_EXERCISE AIM:_ Locate each line in the listing below that contains the string "this", matching case exactly, and copy those lines out.

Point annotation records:

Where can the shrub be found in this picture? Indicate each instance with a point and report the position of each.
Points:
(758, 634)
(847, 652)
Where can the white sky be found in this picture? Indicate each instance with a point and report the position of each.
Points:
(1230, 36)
==
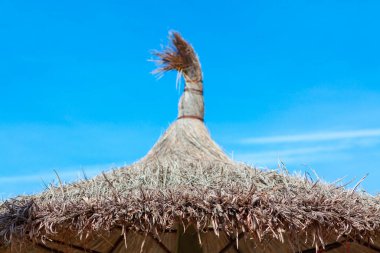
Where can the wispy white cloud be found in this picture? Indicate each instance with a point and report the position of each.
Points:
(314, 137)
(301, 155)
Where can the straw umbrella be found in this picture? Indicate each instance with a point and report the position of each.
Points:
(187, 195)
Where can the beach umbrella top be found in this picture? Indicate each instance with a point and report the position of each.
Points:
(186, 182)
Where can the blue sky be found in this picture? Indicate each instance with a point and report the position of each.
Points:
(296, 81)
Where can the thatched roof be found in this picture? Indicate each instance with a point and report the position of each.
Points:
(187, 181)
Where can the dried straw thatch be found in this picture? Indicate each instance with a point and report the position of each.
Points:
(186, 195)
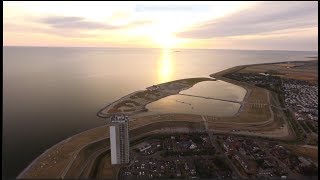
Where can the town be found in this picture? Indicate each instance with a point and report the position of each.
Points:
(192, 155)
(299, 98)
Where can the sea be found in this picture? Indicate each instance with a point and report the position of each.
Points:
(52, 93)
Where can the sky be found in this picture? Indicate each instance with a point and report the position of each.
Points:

_WRITTEN ANSWER:_
Where can the shrub be found in this picture? Indicate each instance with a point and report the position of each.
Where can the white sky be found in this picture? Indicate each instance with a point and report the position of each.
Where can the wispy white cloud be found in this picture? Indicate each instance with a point and report the position of each.
Where can the straw umbrella be found in this picture? Indicate each instance with a point and report the position of each.
Where can the beach umbrella top be found in this picture? Indicate each instance with a point and report the position of each.
Where can the blue sky be found in this picture? Indicate each instance with a point and report the position of each.
Where can the thatched roof be found in this picture? Indicate each instance with a point and report the position of each.
Where can the dried straw thatch be found in this picture? Indicate each instance with a point and report the position of each.
Where can the town be found in this picture? Indicate each instance with a point and report the position of each.
Where can the sea be found in this picture? Indicate each instance with a point and report the position of each.
Where can the sky be found in this picture? Indicate each instance with a point and report the position of each.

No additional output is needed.